= Problem description =
Only a number is wanted here: how many lines in the records below contain the string "white".

(Point-per-instance localization data)

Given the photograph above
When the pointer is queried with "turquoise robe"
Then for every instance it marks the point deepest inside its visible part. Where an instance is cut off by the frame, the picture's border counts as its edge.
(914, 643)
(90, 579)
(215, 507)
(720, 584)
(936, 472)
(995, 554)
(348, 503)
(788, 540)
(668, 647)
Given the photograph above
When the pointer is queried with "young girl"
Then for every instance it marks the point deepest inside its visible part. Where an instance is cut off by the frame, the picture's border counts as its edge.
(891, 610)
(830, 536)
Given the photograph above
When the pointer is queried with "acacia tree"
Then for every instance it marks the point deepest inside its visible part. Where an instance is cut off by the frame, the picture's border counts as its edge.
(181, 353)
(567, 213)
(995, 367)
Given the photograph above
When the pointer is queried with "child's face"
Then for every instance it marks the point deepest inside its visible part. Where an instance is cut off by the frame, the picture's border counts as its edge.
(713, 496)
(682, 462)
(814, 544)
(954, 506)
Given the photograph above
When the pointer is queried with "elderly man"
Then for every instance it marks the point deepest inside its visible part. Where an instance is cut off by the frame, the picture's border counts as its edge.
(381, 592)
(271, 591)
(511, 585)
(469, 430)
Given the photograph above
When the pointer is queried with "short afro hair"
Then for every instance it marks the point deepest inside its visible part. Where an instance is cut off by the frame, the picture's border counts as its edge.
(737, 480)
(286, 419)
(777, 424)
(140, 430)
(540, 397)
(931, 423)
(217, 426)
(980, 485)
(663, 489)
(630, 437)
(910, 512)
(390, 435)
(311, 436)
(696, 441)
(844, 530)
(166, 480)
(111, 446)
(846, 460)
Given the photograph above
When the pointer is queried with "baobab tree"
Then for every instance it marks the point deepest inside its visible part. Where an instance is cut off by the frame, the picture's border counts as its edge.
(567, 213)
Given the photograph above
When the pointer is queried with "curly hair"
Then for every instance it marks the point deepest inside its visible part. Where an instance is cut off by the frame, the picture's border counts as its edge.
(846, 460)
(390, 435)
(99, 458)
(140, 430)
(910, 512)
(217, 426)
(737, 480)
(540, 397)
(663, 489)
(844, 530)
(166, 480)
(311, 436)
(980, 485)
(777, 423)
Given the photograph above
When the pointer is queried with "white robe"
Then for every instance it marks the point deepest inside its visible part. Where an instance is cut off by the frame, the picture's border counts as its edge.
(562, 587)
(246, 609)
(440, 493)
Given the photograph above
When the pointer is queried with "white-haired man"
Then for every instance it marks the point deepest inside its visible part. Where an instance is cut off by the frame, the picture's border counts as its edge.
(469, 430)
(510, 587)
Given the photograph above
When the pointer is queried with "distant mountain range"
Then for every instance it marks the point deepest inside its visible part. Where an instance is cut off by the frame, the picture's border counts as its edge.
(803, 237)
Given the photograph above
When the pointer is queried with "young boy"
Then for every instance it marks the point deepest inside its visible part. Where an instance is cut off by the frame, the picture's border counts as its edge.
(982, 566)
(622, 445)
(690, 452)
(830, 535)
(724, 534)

= Solved exercise =
2